◆ PASSAGE PROVIDED ◆
------------------------------------

## Time Series Analysis and Forecasting using ETS model

- Time series analysis is all about understanding of the given historical data, in order to extract meaningful statistics, patterns and other characteristics, forecasting is to predict its future behaviour

#### The Goal
The goal of this lab is to forecast future values with "AirPassengers" dataset, using ETS forecasting technique.

#### About the "AirPassengers" dataset
Airline data showing monthly totals of international airline passengers, from 1949 to 1960

#### Download and Install Python Libraries

In [None]:
#!pip install pandas
#!pip install numpy
#!pip install scikit-learn
#!pip install scipy
#!pip install seaborn
#!pip install matplotlib
#!pip install statsmodels

#### Import Python Libraries

In [None]:
import pandas as pd
import seaborn as sns

import matplotlib.pyplot as plt
%matplotlib inline

from statsmodels.tsa.holtwinters import ExponentialSmoothing

# these two lines of code needs to be run when using pandas dataframes within matplotlib
# if not, you would get some warning/error messages
from pandas.plotting import register_matplotlib_converters
register_matplotlib_converters()


# Switching off unnecessary warning messages 
import warnings
warnings.filterwarnings('ignore')





#### Process map
Below illustrates a 9-step process used during this lab.

    1.	Import Data
    2.	Data Quality Checks
    3.	Data Cleansing
    4.	Data Pre-processing
    5.	Visualisations
    6.	Model: Build
    7.	Model: Evaluation
    8.	Model: Predictions
    9.	Model: Save Predictions

#### 1. Import Data

In [None]:
# Reading data from a Excel file and saving that data into a dataframe called "df"

------------------------------------

◆ PROBLEMS AND TASKS ◆
1. Translate this sentence from the passage on ETS forecasting into Spanish: "Below illustrates a 9-step process used during this lab."
2. Retype the part of the passage on ETS forecasting starting with "# these two" and going on through "register_matplotlib_converters()".

◆ DATA LINES ◆
------------------------------------

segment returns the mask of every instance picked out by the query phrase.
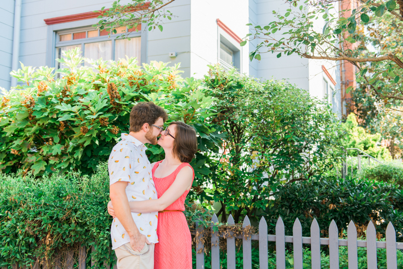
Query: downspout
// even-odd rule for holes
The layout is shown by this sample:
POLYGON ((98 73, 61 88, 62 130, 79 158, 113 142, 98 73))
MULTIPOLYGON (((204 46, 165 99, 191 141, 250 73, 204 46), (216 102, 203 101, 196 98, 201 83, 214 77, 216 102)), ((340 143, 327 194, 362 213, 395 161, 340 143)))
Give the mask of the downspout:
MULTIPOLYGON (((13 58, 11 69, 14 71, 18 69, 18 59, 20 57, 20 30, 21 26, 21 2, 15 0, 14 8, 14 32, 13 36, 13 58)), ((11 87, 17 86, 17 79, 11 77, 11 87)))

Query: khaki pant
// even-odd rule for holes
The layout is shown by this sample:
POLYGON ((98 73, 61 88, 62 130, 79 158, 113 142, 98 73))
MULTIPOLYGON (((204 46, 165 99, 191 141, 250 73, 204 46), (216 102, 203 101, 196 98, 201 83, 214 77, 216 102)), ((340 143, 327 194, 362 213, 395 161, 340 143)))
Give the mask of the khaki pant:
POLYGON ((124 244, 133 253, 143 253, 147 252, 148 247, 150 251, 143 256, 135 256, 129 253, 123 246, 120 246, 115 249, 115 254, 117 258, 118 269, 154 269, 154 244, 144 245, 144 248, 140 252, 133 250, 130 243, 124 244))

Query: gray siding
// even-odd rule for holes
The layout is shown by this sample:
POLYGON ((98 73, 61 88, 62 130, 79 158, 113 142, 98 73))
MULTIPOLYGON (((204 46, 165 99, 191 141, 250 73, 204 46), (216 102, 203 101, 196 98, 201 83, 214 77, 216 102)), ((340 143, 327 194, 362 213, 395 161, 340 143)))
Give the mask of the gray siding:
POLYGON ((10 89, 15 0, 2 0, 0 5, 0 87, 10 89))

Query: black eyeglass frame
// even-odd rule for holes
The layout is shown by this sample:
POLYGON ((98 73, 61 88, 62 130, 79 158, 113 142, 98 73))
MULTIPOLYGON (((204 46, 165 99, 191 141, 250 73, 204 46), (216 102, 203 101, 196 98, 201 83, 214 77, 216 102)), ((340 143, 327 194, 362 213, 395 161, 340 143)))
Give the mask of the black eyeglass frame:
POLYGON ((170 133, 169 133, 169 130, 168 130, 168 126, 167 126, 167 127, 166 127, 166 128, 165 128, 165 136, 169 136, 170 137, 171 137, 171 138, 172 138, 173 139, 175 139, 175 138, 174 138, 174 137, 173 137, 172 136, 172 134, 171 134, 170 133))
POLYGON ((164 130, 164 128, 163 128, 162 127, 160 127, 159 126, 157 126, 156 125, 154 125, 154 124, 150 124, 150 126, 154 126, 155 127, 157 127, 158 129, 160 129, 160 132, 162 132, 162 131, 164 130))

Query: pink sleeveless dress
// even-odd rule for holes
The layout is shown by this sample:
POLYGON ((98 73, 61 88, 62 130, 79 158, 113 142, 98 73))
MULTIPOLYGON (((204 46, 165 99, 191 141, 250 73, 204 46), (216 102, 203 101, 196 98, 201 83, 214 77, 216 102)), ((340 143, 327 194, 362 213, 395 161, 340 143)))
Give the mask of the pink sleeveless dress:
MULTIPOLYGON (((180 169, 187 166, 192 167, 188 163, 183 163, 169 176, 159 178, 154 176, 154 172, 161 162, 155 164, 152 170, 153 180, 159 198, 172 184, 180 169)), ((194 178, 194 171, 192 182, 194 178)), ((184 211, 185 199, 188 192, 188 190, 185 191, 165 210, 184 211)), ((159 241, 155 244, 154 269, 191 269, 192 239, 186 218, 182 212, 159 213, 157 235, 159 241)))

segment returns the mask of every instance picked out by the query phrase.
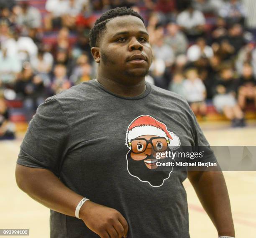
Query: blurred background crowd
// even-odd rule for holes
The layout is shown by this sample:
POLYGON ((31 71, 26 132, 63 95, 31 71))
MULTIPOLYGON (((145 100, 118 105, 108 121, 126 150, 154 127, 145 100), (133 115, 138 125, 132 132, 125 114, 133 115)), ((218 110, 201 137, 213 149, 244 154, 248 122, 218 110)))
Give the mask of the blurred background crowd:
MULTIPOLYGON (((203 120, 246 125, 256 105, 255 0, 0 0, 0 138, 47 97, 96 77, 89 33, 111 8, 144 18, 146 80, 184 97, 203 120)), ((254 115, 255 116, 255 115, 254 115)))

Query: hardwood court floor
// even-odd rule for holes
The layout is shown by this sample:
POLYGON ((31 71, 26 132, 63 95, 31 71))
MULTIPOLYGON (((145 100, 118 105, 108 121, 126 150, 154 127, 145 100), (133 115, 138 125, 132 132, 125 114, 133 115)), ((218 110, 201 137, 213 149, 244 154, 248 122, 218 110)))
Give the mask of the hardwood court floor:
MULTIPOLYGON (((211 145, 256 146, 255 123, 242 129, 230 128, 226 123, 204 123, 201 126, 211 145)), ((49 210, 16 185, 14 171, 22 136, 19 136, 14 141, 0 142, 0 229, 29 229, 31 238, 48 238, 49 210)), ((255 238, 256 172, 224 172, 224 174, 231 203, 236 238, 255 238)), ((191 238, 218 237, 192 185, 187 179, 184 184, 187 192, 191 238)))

------------------------------------

◆ SOLUTIONS TO EACH TASK ◆
1. A continuación se ilustra un proceso de 9 pasos utilizado durante este laboratorio.

2.
# these two lines of code needs to be run when using pandas dataframes within matplotlib
# if not, you would get some warning/error messages
from pandas.plotting import register_matplotlib_converters
register_matplotlib_converters()